Entries provided section start

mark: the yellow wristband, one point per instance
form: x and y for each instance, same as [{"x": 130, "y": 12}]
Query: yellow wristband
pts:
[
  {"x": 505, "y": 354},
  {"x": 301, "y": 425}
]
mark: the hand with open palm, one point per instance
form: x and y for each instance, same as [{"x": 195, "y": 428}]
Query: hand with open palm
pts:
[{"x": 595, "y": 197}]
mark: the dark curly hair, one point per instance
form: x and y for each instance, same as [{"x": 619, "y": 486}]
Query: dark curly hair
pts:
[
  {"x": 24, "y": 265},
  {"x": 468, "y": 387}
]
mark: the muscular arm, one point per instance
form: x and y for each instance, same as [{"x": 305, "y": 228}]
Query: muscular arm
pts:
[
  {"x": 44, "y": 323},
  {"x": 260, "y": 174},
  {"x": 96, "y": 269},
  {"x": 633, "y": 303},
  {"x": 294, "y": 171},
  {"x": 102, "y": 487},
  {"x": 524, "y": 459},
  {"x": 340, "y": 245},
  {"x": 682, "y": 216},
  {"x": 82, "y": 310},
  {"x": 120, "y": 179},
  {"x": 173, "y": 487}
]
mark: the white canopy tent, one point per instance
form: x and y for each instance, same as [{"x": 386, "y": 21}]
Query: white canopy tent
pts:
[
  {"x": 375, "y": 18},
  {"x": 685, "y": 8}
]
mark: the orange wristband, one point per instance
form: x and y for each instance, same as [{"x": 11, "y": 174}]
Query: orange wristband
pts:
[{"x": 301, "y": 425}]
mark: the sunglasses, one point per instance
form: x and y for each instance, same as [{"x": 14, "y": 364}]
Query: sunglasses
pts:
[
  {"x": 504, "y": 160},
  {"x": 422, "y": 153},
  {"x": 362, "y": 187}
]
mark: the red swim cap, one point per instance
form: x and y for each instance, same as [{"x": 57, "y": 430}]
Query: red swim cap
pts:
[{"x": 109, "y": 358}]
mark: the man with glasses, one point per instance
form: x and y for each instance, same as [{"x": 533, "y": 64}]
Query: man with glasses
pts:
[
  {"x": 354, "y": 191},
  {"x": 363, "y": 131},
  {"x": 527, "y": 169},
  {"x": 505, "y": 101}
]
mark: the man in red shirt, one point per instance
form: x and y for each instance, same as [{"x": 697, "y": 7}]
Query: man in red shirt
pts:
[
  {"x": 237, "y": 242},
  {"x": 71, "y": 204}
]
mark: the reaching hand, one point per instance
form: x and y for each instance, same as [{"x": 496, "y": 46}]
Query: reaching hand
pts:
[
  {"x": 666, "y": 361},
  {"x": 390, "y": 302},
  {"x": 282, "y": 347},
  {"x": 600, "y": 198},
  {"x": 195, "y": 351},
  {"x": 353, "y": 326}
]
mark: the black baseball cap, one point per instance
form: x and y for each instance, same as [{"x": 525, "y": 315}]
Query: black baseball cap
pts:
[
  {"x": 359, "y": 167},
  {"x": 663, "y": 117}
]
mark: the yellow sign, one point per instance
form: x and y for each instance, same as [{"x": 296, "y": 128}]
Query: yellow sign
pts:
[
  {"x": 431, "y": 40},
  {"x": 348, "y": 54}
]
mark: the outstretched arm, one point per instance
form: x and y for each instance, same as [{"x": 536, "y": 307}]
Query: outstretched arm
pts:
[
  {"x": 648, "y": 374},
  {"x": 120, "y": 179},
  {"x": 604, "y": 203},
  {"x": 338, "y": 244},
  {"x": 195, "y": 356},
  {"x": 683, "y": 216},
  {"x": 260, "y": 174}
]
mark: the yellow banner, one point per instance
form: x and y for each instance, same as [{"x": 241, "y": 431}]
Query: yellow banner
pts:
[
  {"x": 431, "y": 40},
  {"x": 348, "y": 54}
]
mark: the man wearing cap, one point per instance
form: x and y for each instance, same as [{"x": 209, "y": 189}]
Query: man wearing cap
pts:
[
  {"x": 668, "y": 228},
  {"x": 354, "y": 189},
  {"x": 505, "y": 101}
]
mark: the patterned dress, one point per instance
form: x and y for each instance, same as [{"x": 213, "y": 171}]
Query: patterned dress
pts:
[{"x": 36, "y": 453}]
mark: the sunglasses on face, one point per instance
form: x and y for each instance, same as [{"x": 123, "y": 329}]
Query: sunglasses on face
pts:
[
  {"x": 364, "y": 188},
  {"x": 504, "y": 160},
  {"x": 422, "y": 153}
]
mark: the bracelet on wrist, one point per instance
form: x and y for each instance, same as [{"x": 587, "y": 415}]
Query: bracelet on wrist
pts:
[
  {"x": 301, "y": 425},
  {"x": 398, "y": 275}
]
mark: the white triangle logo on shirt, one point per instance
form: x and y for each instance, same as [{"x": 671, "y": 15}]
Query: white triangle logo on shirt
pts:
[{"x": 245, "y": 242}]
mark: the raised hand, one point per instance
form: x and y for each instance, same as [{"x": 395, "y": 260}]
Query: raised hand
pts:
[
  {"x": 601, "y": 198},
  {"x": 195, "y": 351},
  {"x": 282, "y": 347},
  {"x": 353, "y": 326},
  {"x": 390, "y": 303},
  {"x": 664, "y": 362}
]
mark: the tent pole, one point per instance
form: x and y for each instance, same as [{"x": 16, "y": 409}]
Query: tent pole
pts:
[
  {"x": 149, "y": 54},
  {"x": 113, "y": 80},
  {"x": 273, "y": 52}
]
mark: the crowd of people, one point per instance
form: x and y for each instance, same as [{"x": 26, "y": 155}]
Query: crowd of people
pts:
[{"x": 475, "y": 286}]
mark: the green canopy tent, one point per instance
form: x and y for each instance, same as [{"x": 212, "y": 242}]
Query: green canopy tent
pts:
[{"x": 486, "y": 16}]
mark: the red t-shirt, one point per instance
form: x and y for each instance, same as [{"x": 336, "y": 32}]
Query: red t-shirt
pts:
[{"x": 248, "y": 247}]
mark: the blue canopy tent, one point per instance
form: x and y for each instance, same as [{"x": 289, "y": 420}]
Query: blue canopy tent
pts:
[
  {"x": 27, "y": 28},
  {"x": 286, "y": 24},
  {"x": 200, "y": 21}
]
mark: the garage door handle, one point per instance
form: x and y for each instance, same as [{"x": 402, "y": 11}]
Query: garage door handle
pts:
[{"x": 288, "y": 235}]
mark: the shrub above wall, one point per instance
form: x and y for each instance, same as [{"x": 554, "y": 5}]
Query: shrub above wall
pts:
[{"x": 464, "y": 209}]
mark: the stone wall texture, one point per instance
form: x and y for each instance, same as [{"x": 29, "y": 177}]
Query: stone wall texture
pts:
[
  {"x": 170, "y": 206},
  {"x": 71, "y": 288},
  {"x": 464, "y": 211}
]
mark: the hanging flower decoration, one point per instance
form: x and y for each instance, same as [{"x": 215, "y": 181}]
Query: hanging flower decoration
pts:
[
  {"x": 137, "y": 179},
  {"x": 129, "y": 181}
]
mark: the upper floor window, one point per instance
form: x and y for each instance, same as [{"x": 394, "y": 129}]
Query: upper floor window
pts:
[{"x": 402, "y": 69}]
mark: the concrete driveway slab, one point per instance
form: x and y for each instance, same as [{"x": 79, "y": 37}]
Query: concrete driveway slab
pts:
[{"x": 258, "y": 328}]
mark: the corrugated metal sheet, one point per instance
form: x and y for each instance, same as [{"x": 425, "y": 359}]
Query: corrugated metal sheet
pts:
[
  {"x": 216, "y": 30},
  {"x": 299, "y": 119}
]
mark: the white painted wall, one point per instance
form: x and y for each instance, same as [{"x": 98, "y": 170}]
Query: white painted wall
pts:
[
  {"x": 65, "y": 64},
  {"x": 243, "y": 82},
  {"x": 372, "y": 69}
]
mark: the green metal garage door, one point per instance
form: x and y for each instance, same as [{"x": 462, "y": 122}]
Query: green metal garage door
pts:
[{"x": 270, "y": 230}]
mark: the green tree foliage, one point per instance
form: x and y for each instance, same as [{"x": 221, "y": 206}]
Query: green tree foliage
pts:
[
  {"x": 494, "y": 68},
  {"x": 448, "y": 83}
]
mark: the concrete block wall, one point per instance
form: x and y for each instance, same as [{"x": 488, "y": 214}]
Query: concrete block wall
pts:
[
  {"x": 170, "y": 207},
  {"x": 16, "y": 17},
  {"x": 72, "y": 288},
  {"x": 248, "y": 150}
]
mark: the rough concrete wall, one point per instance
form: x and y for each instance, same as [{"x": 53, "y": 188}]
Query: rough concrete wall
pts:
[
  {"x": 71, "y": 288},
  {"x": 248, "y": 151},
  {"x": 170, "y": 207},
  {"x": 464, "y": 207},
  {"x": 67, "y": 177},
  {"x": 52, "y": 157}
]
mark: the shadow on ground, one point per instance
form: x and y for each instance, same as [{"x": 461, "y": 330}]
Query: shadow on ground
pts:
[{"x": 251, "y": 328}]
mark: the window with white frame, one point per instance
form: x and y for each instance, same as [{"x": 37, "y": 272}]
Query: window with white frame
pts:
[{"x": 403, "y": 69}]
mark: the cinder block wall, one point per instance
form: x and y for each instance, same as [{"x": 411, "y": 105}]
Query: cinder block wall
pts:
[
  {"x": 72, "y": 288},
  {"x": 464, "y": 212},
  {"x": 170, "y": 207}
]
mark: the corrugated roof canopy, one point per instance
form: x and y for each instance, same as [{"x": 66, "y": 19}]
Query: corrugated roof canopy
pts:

Entries provided section end

For every line above that holds the word "wristband", report the whole line.

_Exercise response:_
mark: the yellow wristband, one point per instance
Query: yellow wristband
mark: the orange wristband, one point per instance
Query: orange wristband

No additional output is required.